Source data:
----

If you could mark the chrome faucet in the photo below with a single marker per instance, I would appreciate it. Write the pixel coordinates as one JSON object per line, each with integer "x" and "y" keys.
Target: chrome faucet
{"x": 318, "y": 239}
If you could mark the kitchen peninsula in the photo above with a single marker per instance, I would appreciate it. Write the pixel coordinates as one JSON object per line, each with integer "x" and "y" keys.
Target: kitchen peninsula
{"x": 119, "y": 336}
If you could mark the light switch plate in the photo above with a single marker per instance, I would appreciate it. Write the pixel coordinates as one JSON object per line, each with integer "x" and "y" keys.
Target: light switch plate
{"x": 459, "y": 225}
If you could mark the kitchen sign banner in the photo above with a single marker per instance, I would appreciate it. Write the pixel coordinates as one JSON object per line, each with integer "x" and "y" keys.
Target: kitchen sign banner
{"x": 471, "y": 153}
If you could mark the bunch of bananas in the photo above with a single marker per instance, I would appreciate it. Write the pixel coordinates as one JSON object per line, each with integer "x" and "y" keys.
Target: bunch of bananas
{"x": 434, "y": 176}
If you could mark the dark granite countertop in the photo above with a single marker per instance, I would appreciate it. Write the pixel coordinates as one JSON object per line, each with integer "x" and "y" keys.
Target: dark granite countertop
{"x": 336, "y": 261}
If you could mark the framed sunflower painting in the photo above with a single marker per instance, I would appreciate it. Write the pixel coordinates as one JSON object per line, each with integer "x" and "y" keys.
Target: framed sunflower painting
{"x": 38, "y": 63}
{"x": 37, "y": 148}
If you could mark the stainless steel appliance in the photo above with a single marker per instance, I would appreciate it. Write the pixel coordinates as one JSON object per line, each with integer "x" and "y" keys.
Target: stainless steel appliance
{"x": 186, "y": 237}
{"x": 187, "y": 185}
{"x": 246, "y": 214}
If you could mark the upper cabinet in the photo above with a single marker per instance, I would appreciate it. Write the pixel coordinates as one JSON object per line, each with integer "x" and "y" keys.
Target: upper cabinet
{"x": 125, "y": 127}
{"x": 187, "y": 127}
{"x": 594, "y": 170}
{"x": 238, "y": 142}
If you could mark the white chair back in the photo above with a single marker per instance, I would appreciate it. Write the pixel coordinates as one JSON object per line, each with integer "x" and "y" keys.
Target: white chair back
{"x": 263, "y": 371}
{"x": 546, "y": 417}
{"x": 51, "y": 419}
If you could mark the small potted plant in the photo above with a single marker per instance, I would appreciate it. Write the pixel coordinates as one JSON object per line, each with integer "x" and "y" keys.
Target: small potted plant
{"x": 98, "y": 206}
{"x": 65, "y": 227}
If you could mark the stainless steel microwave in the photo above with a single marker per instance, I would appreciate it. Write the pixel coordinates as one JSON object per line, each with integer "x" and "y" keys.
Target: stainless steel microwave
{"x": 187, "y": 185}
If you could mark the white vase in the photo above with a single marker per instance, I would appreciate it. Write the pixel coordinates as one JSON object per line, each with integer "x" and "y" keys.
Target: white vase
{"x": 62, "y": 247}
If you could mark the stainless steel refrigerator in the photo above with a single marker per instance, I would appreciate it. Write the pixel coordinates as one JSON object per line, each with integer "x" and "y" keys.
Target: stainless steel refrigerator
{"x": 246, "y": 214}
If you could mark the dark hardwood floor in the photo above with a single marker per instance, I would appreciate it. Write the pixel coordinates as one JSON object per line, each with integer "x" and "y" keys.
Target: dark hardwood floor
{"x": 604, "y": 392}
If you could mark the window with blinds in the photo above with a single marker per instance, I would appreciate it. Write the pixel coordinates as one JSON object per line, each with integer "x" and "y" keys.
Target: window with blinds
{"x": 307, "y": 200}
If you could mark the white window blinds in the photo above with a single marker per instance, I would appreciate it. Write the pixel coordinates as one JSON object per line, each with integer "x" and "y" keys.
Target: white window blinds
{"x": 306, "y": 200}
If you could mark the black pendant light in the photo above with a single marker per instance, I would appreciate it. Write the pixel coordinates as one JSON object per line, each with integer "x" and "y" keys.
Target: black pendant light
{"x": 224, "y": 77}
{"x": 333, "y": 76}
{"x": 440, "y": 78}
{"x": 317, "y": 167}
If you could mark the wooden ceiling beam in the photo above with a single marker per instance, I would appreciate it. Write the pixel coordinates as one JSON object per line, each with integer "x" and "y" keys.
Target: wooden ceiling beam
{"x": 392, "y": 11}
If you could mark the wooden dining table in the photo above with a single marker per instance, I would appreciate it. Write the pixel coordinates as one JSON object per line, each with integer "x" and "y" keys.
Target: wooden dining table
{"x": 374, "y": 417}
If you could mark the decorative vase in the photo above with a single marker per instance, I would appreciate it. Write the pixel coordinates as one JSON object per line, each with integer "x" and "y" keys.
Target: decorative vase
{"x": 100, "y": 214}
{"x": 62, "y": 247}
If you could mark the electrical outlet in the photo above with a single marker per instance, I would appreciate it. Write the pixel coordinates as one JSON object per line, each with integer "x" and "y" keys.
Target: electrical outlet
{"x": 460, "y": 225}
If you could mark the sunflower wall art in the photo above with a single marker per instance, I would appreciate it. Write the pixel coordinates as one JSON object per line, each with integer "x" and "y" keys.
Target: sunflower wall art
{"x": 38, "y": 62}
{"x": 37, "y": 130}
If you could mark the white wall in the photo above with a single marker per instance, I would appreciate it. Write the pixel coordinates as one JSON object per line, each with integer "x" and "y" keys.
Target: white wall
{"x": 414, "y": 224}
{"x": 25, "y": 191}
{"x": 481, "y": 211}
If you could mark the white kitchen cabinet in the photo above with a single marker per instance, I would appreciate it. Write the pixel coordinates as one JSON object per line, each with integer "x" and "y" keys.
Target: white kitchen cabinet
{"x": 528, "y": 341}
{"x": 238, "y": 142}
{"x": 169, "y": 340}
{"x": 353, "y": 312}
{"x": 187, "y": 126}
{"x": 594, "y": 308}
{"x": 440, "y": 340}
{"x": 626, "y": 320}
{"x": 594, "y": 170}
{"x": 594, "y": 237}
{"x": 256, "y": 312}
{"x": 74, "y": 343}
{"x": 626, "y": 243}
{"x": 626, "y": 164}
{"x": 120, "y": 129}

----

The task –
Using the records above, repeat exactly the lines from the first one through the line with "If you could mark the bunch".

Reply –
If you could mark the chrome faucet in the photo below with a single marker per instance, I would appreciate it. Write the pixel coordinates as one JSON object per line, each with integer "x" and "y" keys.
Target: chrome faucet
{"x": 318, "y": 239}
If you could mark the kitchen peninsula in the photo above with a single marker per instance, I would appreciate it. Write the pixel coordinates as one JSON object per line, each with integer "x" and "y" keys.
Target: kitchen peninsula
{"x": 119, "y": 336}
If you could mark the light switch plate in the photo above with a single marker per instance, I would appreciate it. Write the pixel coordinates as one JSON object per line, each with integer "x" and "y" keys.
Target: light switch plate
{"x": 459, "y": 225}
If you could mark the kitchen sign banner in the photo above with a single marker per instance, I would appreciate it. Write the pixel coordinates as one JSON object per line, each with integer "x" and "y" keys.
Target: kitchen sign banner
{"x": 471, "y": 153}
If you could mark the bunch of bananas in the photo above with a single marker per instance, I would appreciate it. Write the pixel coordinates as one JSON object per line, each with integer "x" and "y" keys.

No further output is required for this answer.